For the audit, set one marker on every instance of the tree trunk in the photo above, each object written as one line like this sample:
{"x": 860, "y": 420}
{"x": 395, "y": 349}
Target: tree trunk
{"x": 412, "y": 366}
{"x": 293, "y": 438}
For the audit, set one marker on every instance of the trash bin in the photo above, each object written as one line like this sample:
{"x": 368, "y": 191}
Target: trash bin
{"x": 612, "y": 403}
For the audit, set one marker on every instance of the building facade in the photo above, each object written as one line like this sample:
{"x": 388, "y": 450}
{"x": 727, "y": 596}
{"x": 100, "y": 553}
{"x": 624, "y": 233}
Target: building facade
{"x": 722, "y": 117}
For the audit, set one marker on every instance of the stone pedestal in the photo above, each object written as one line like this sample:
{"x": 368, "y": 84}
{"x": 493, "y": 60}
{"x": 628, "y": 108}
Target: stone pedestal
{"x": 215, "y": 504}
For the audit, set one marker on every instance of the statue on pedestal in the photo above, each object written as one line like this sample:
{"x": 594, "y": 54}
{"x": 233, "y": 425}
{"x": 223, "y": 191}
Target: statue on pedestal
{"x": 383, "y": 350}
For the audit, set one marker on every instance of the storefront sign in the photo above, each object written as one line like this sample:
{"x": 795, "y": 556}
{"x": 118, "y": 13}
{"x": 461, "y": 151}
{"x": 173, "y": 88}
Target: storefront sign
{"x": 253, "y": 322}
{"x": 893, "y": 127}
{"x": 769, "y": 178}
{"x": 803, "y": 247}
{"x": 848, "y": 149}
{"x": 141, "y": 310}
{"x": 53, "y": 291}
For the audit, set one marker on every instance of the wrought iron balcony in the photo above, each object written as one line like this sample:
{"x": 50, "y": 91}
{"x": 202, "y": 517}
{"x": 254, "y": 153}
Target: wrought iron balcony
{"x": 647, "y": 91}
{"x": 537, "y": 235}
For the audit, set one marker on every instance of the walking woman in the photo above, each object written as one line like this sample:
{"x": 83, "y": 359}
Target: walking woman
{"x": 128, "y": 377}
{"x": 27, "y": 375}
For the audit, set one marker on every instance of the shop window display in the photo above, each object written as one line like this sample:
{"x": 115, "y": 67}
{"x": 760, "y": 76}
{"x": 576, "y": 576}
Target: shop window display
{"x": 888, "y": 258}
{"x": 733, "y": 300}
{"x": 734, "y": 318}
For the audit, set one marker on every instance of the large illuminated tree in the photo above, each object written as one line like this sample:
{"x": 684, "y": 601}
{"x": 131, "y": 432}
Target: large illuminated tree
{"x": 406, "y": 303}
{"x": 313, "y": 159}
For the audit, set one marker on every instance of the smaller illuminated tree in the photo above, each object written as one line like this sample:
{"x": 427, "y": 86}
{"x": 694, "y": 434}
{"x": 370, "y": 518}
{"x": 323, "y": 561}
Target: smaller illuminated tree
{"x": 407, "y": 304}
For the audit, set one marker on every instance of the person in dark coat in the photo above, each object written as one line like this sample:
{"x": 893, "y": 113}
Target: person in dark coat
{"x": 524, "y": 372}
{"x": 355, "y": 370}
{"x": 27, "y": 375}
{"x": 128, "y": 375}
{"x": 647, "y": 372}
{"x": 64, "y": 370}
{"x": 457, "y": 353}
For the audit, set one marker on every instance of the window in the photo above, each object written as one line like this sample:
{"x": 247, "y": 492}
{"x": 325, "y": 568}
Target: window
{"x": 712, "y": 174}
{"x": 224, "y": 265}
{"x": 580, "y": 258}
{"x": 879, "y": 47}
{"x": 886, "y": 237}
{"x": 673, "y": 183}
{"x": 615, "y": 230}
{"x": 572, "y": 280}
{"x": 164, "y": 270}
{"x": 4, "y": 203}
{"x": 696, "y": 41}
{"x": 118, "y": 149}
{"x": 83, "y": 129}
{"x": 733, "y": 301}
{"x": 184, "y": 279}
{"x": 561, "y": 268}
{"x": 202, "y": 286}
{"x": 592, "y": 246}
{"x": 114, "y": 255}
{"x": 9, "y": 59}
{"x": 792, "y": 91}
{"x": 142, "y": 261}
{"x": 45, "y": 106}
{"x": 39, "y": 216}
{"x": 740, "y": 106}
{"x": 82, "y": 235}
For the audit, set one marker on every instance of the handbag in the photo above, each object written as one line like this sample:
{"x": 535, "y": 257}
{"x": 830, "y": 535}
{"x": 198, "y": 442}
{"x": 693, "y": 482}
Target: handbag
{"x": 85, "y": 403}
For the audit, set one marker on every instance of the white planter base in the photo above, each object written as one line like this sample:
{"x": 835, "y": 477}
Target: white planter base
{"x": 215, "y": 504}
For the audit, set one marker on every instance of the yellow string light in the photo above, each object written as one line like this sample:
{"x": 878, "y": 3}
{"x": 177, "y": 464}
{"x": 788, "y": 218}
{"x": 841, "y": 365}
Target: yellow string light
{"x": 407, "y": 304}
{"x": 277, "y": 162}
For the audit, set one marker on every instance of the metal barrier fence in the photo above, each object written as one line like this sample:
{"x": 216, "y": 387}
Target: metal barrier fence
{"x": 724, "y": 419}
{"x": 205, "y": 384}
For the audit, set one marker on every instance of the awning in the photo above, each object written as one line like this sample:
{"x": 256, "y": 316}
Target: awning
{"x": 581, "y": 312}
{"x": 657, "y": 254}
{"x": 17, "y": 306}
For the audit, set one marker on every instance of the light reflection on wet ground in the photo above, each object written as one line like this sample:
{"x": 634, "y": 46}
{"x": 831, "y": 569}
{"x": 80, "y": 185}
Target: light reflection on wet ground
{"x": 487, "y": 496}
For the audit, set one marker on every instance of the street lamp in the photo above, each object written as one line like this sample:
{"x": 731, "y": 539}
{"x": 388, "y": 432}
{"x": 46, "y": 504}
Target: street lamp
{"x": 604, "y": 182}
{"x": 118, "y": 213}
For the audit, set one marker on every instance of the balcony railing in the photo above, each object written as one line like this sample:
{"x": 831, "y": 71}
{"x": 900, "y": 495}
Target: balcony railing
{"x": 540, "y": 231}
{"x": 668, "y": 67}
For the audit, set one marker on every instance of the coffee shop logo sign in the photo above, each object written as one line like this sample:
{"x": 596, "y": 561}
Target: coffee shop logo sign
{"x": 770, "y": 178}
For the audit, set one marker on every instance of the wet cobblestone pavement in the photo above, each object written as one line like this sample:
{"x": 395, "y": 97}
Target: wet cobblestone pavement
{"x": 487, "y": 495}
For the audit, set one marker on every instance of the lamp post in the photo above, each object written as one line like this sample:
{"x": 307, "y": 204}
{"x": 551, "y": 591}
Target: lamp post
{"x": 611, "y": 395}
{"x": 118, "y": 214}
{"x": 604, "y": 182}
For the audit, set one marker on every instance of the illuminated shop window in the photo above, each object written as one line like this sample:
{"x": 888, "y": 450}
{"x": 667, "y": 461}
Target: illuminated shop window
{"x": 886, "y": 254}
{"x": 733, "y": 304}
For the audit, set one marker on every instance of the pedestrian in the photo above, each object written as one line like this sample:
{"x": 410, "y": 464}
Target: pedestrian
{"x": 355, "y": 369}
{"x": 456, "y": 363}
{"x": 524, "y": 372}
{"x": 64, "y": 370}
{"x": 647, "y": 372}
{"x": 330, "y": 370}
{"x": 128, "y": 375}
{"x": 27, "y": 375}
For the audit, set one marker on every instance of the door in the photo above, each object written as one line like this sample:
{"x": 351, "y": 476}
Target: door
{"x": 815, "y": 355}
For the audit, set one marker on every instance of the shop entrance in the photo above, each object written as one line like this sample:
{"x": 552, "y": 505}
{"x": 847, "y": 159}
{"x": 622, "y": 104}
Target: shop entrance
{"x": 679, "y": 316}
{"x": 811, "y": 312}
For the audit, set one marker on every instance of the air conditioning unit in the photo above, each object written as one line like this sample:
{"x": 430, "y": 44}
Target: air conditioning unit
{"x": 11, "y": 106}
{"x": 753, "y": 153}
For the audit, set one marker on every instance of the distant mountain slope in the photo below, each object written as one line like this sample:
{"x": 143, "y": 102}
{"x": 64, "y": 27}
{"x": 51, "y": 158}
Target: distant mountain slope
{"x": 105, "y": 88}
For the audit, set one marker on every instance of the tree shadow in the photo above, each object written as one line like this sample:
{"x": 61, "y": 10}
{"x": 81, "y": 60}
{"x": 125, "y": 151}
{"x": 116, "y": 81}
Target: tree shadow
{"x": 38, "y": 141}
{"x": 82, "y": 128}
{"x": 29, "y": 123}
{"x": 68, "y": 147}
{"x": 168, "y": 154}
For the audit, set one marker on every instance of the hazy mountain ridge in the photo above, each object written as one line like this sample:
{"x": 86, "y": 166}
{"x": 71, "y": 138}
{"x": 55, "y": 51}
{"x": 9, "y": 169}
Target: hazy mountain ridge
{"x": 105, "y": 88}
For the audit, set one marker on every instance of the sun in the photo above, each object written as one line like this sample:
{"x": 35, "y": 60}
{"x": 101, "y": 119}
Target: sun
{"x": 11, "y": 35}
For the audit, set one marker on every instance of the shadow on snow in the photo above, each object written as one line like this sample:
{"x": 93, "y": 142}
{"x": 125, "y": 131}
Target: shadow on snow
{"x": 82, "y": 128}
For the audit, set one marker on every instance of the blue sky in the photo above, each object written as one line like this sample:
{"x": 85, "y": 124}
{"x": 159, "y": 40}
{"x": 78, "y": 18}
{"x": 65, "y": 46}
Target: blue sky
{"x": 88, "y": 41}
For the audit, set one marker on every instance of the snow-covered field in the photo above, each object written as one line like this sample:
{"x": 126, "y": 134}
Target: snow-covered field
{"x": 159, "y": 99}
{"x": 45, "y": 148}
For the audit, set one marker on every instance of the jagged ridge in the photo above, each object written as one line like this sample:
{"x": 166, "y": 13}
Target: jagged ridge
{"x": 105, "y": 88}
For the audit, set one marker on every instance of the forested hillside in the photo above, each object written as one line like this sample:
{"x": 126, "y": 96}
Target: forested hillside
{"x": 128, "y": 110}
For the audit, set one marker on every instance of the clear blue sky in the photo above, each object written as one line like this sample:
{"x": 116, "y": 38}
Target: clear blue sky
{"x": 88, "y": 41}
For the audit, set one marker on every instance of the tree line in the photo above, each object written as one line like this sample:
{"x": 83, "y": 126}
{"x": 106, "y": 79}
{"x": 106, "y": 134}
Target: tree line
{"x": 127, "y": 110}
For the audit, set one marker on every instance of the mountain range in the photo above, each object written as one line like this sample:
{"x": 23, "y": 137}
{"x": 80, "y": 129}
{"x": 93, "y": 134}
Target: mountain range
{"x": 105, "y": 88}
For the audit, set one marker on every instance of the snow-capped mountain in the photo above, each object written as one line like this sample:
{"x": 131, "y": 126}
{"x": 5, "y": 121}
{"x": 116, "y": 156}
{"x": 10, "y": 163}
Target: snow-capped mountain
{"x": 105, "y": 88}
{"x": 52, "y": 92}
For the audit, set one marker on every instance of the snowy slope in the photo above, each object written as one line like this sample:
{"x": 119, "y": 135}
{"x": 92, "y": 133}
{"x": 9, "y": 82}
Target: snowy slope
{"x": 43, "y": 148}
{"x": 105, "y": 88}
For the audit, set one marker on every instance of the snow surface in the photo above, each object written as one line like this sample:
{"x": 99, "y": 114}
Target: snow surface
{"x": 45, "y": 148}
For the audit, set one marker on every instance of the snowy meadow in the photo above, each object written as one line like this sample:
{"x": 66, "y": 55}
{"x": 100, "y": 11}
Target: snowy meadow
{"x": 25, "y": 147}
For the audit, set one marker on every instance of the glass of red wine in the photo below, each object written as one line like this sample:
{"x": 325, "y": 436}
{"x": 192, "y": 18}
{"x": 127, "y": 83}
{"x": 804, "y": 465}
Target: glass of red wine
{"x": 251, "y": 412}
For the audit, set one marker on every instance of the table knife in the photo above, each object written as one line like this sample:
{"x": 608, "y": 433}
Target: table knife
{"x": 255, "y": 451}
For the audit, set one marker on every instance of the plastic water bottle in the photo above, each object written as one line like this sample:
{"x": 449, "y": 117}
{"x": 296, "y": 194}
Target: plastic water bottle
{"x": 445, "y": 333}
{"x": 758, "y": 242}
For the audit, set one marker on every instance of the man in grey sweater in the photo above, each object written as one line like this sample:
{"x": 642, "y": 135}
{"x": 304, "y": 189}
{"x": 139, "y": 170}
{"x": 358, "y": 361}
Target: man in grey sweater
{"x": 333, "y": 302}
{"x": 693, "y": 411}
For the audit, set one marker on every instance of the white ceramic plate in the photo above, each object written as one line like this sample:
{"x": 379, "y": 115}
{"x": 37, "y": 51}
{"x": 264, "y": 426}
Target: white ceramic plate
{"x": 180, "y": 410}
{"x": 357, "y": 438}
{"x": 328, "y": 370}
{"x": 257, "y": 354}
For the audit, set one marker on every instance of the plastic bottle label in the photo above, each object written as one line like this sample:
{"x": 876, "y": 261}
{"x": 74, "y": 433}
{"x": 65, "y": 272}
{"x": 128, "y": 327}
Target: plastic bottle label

**********

_What is required_
Line by line, count how many lines of the entries contain the word "below", and give only that number.

_The answer_
2